▶ **Aim**: Copy the rows below word for word, from the first to the last, and leave out the pictures.

▶ **Given records**:
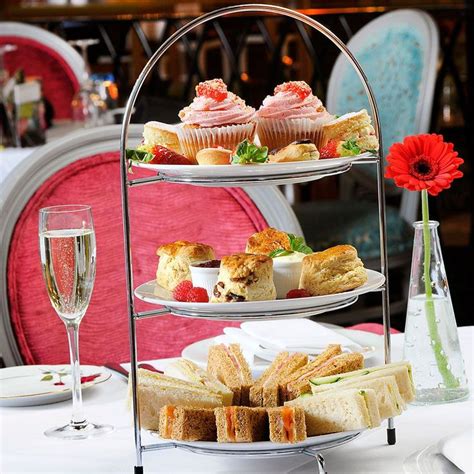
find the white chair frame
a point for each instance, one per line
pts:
(51, 158)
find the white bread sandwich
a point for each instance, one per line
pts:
(175, 259)
(286, 424)
(349, 135)
(268, 389)
(185, 369)
(241, 424)
(389, 400)
(400, 370)
(187, 424)
(301, 150)
(341, 410)
(156, 390)
(334, 270)
(244, 277)
(330, 362)
(157, 133)
(228, 365)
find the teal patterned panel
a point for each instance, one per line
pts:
(393, 62)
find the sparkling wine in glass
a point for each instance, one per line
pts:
(68, 258)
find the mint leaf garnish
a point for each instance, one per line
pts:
(247, 152)
(138, 155)
(351, 148)
(298, 244)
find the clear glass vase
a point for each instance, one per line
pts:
(431, 335)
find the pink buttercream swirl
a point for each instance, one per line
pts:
(287, 105)
(208, 112)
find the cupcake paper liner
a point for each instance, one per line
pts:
(193, 139)
(280, 133)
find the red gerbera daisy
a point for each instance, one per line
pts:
(423, 162)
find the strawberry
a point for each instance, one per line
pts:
(214, 89)
(180, 293)
(165, 156)
(197, 295)
(300, 88)
(298, 293)
(329, 150)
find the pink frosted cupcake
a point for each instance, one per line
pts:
(292, 113)
(216, 117)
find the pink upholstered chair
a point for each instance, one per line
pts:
(41, 53)
(84, 168)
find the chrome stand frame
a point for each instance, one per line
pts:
(126, 184)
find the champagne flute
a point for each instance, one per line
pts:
(68, 259)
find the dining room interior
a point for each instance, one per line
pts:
(255, 221)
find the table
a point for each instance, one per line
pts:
(24, 448)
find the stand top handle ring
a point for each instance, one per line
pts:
(277, 10)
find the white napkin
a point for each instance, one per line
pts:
(296, 335)
(458, 449)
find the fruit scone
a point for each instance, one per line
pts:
(175, 259)
(244, 277)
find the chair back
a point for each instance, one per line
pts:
(398, 52)
(41, 53)
(84, 168)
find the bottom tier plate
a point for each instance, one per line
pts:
(311, 446)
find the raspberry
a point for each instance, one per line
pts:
(214, 89)
(329, 150)
(180, 293)
(197, 295)
(300, 88)
(298, 293)
(165, 156)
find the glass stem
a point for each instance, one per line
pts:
(440, 355)
(78, 419)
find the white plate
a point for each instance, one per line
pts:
(212, 447)
(197, 352)
(151, 292)
(273, 173)
(23, 385)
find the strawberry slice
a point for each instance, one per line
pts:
(165, 156)
(300, 88)
(214, 89)
(329, 150)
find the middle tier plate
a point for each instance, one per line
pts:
(248, 175)
(151, 292)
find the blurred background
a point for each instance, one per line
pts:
(113, 40)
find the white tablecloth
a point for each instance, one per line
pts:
(24, 448)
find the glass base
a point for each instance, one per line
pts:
(436, 396)
(82, 431)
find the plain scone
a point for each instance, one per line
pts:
(334, 270)
(244, 277)
(175, 258)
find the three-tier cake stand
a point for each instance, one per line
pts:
(313, 446)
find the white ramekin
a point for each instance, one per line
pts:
(286, 275)
(204, 277)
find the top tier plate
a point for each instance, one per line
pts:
(251, 175)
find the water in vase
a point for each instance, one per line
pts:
(430, 385)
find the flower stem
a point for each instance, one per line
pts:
(440, 355)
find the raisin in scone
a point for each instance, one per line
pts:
(175, 258)
(244, 277)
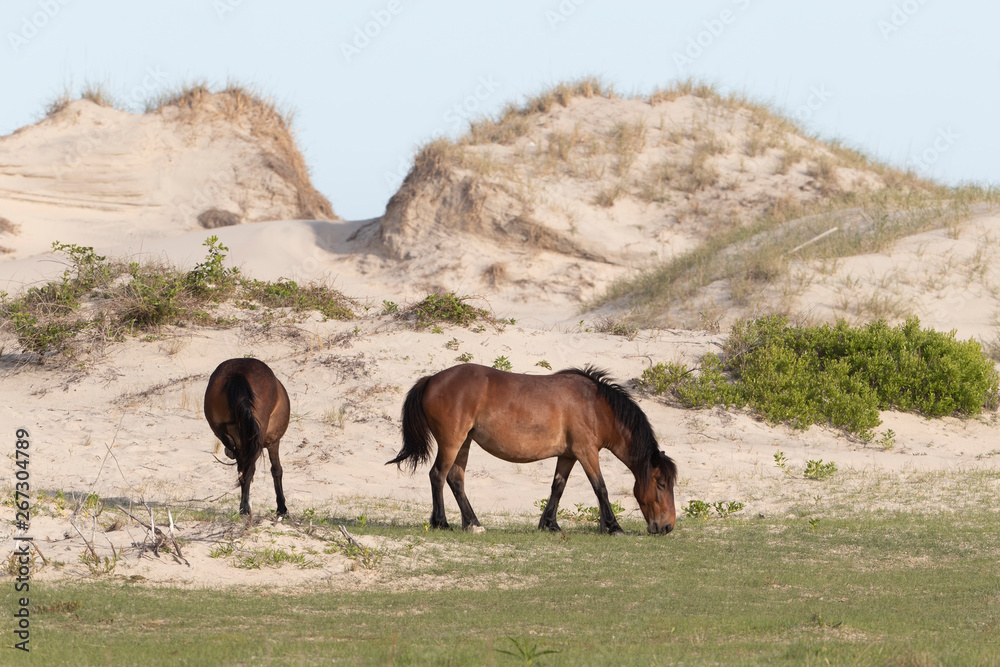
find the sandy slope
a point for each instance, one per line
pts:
(130, 428)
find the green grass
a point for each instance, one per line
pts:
(869, 589)
(752, 256)
(128, 298)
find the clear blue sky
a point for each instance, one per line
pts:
(913, 82)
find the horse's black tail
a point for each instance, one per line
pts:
(416, 431)
(240, 397)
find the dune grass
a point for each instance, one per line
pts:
(868, 589)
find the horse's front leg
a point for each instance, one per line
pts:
(591, 466)
(563, 467)
(279, 493)
(246, 476)
(456, 480)
(448, 449)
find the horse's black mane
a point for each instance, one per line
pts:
(628, 415)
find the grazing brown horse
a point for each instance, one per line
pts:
(247, 408)
(571, 415)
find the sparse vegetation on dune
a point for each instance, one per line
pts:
(240, 105)
(98, 300)
(836, 375)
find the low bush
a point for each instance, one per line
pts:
(835, 374)
(127, 298)
(447, 307)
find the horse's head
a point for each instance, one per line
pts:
(655, 493)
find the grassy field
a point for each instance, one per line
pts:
(871, 589)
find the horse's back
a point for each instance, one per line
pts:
(516, 417)
(270, 397)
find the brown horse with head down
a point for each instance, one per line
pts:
(247, 408)
(570, 415)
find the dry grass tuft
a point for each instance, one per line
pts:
(8, 227)
(216, 217)
(97, 94)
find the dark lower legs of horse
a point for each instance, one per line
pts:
(246, 477)
(609, 524)
(456, 481)
(279, 493)
(563, 467)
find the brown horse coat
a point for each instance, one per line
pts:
(248, 410)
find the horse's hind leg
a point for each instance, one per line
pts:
(246, 476)
(456, 480)
(563, 467)
(279, 494)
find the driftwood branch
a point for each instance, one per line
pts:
(350, 538)
(84, 538)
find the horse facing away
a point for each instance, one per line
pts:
(247, 408)
(570, 415)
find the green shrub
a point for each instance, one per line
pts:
(502, 363)
(448, 307)
(835, 374)
(47, 319)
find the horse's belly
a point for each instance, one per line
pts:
(525, 448)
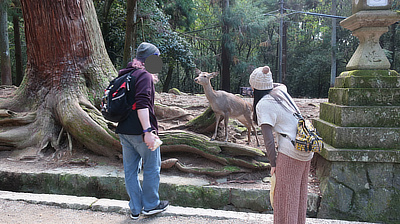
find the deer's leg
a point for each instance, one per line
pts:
(217, 117)
(226, 120)
(255, 133)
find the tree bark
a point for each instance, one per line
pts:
(130, 33)
(67, 70)
(17, 42)
(6, 78)
(225, 53)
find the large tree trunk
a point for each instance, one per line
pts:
(67, 70)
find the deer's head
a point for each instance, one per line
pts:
(203, 78)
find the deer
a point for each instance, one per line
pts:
(226, 105)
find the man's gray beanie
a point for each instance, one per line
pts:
(145, 50)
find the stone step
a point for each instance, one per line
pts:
(365, 96)
(368, 79)
(360, 116)
(358, 137)
(108, 182)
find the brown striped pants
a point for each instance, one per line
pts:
(290, 198)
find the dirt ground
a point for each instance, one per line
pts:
(189, 106)
(197, 104)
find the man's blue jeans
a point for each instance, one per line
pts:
(134, 151)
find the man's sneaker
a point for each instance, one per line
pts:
(160, 208)
(134, 217)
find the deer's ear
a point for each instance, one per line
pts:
(214, 74)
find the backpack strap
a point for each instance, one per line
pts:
(297, 113)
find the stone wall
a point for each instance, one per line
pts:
(361, 185)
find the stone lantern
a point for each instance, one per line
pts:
(359, 168)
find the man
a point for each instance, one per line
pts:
(138, 134)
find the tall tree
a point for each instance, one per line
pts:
(225, 48)
(130, 33)
(6, 78)
(67, 70)
(17, 43)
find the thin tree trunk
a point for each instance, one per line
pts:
(169, 77)
(105, 28)
(392, 44)
(130, 33)
(17, 43)
(6, 78)
(225, 54)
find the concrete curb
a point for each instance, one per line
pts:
(108, 182)
(121, 207)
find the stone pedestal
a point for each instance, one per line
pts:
(368, 26)
(359, 168)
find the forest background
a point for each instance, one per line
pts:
(232, 37)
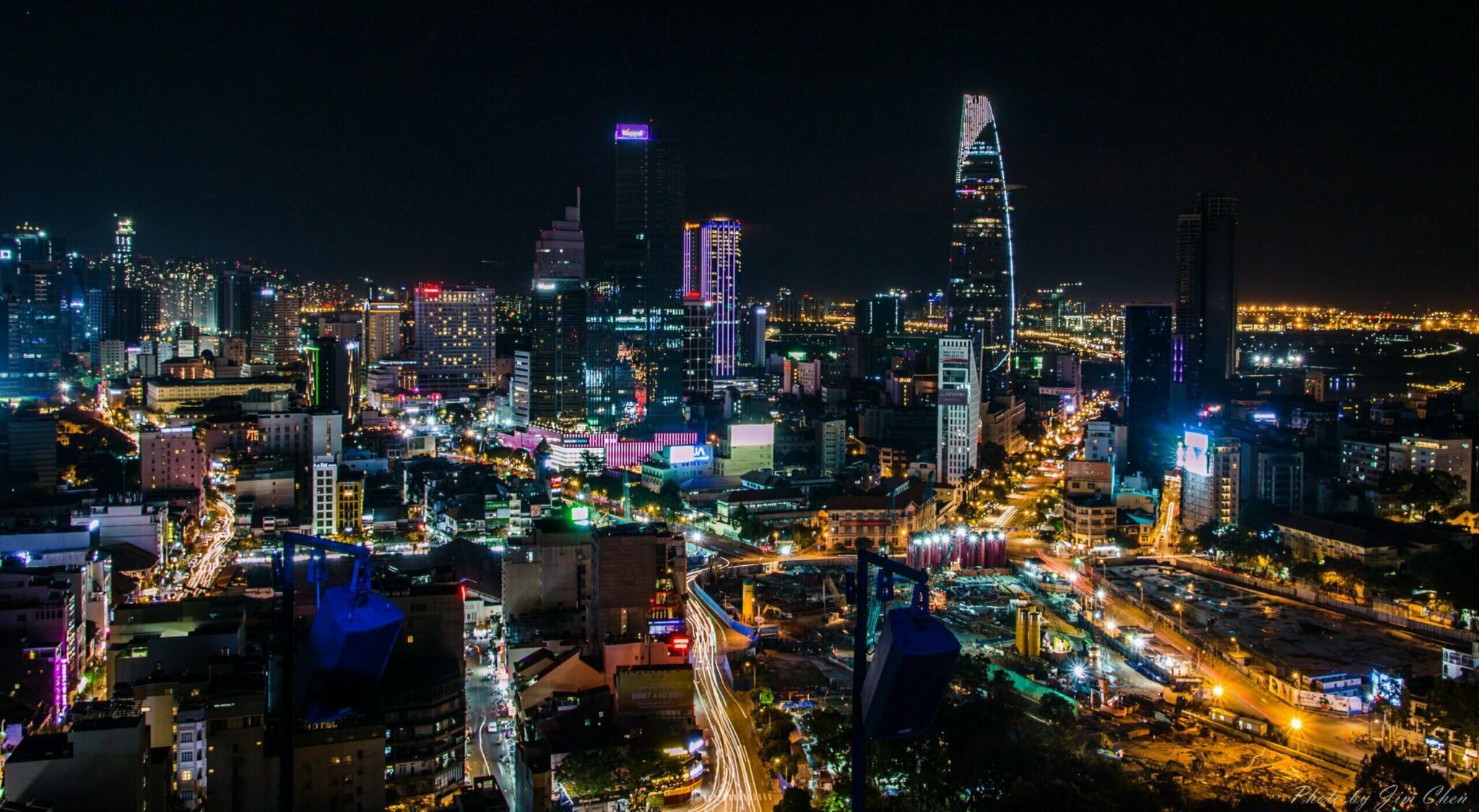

▶ **Answer to this exercise**:
find the white chair frame
a point for each instance, one per line
pts:
(51, 158)
find the white bread sandwich
a point for each instance, one per line
pts:
(175, 259)
(286, 424)
(349, 135)
(268, 389)
(185, 369)
(241, 424)
(389, 400)
(400, 370)
(187, 424)
(301, 150)
(341, 410)
(156, 390)
(334, 270)
(244, 277)
(330, 362)
(157, 133)
(228, 365)
find the teal patterned panel
a point for each instance, one per line
pts:
(393, 62)
find the sparkling wine in glass
a point for each instance, one per line
pts:
(68, 258)
find the mint leaf garnish
a point for each instance, one per line
pts:
(247, 152)
(138, 155)
(351, 148)
(298, 244)
find the clear glass vase
a point for each instance, one per line
pts:
(431, 335)
find the pink buttercream swirl
a point for each instance, one per line
pts:
(287, 105)
(208, 112)
find the cupcake paper liner
a point for each instance, one per line
pts:
(193, 139)
(280, 133)
find the red gerbera daisy
a point for each instance, one per line
pts:
(423, 162)
find the strawberry
a point for each instance, one per line
pts:
(214, 89)
(180, 293)
(165, 156)
(197, 295)
(300, 88)
(298, 293)
(329, 150)
find the pink frosted cupcake
a point for each instance, one per line
pts:
(292, 113)
(216, 117)
find the pink upholstered chair
a point for each instance, one per line
pts:
(41, 53)
(84, 168)
find the chrome stand frame
a point for each instance, one per line
pts:
(126, 184)
find the champagne flute
a point for each instance, one per line
pts:
(68, 259)
find the dining room interior
a point for each instance, one per line
pts:
(255, 221)
find the table
a point for each instance, one per line
pts:
(24, 448)
find the stand top handle ring
a point for each instance, one per line
pts:
(277, 10)
find the white napkin
a point for each instance, one per line
pts:
(296, 335)
(458, 449)
find the fruit scone
a point for each instance, one per line
pts:
(175, 259)
(244, 277)
find the chair back
a point for each instance, one per line
pts:
(398, 52)
(41, 53)
(84, 168)
find the bottom tier plate
a point for each instance, one per line
pts:
(311, 446)
find the raspberry
a point for each instance, one per line
pts:
(214, 89)
(329, 150)
(180, 293)
(197, 295)
(300, 88)
(298, 293)
(165, 156)
find the glass stem
a point for each instance, one per line
pts:
(440, 355)
(78, 419)
find the white plate
a point for each instance, one per line
pts:
(212, 447)
(197, 352)
(151, 292)
(273, 173)
(23, 385)
find the strawberry slice
a point for each instance, one per line
pts:
(165, 156)
(300, 88)
(214, 89)
(329, 150)
find the middle tier plate
a point for each instance, one per line
pts:
(248, 175)
(151, 292)
find the blurred background
a point for each instance, one per line
pts:
(113, 40)
find the white tablecloth
a point for each instance, one per line
pts:
(24, 448)
find the glass base
a point for each instance, one per line
pts:
(436, 396)
(82, 431)
find the plain scone
a point for each instance, one per line
pts:
(334, 270)
(244, 277)
(175, 258)
find the three-tier cake stand
a point for each instance, one per line
pts:
(313, 446)
find the white ramekin
a point for each instance, one per line
pts:
(286, 275)
(204, 277)
find the top tier plate
a point for each instance, one per line
pts:
(251, 175)
find the water in vase
a point for each instance, one per line
pts:
(430, 385)
find the flower stem
a point for each instance, one per line
pts:
(440, 355)
find the raisin in scone
a point for each instance, one per line
pts:
(175, 258)
(244, 277)
find the sandy slope
a point for each instance, one per line
pts:
(130, 428)
find the green grass
a point for each instance, one per line
pts:
(869, 589)
(752, 256)
(128, 298)
find the clear blue sky
a point for each instance, one per line
pts:
(913, 82)
find the horse's black tail
a point for each instance, one per line
pts:
(416, 431)
(240, 397)
find the dune grass
a point for each instance, one per line
pts:
(868, 589)
find the horse's front leg
a point for each instance, one per line
pts:
(591, 466)
(563, 467)
(279, 493)
(246, 476)
(456, 480)
(448, 449)
find the horse's black mane
a point for each instance, one per line
pts:
(628, 415)
find the grazing brown horse
a point for each instance, one per line
pts:
(247, 408)
(571, 415)
find the sparse vegetation on dune
a point for each instance, one per line
pts:
(240, 105)
(98, 300)
(836, 375)
find the low bush
a point for each instance, one per line
pts:
(835, 374)
(127, 298)
(447, 307)
find the horse's head
a point for each instance, one per line
pts:
(655, 493)
find the grassy field
a point for each instance, one per line
pts:
(871, 589)
find the horse's back
a point for each instance, one per line
pts:
(516, 417)
(270, 397)
find the brown horse with head down
a point for each instance, one per line
pts:
(247, 408)
(570, 415)
find the dry grass tuft
a point for each instance, one per line
pts:
(8, 227)
(216, 217)
(97, 94)
find the dark lower legs of horse
a point for each instance, one per line
pts:
(246, 477)
(609, 524)
(456, 481)
(279, 493)
(563, 467)
find the brown horse coat
a point for each instance, one per line
pts:
(248, 410)
find the horse's hind leg
a point for each instance, one per line
pts:
(246, 476)
(456, 480)
(563, 467)
(279, 494)
find the driftwood branch
a point for each instance, one per line
pts:
(350, 538)
(84, 538)
find the horse facing away
a point for each instance, one per line
pts:
(247, 408)
(570, 415)
find the green shrub
a point for each instance, one per line
pts:
(502, 363)
(448, 307)
(835, 374)
(47, 319)
find the horse's belly
a point for each instance, one per line
pts:
(525, 448)
find the deer's leg
a point for each instance, one per line
pts:
(217, 117)
(226, 120)
(255, 133)
find the tree bark
a point for each instance, one per line
pts:
(130, 33)
(67, 70)
(17, 42)
(6, 78)
(225, 53)
find the large tree trunk
a point for each instance, one per line
pts:
(67, 70)
find the deer's head
a point for each instance, one per line
pts:
(203, 78)
find the deer
a point for each instance, one per line
pts:
(226, 105)
find the man's gray beanie
a point for each instance, one per line
pts:
(145, 50)
find the stone step
a point for each instance, one per line
pts:
(365, 96)
(368, 79)
(360, 116)
(358, 137)
(108, 182)
find the brown striped pants
a point for each instance, one per line
pts:
(290, 198)
find the dirt ground
a point for each instance, one per line
pts:
(189, 106)
(197, 104)
find the man's blue jeans
a point for each instance, one per line
pts:
(134, 151)
find the man's sneaker
a point for each instance, one per line
pts:
(160, 208)
(134, 217)
find the deer's ear
a point for each instance, one per line
pts:
(214, 74)
find the backpack strap
a point for each instance, one per line
pts:
(297, 113)
find the stone wall
a point for each instance, one per line
pts:
(361, 185)
find the stone lantern
a point for each instance, one per line
pts:
(359, 168)
find the man
a point for each instance, one per line
pts:
(138, 134)
find the tall tree
a point for each instance, one per line
pts:
(225, 48)
(130, 33)
(6, 78)
(67, 70)
(17, 43)
find the thin tree trunk
a point for each instance, one per line
pts:
(169, 77)
(105, 28)
(392, 44)
(130, 33)
(17, 43)
(6, 78)
(225, 54)
find the concrete curb
a point for each instance, one per line
pts:
(108, 182)
(121, 207)
find the stone pedestal
a point for each instance, one per line
pts:
(368, 26)
(359, 168)
find the forest background
a point for each instance, one per line
pts:
(232, 37)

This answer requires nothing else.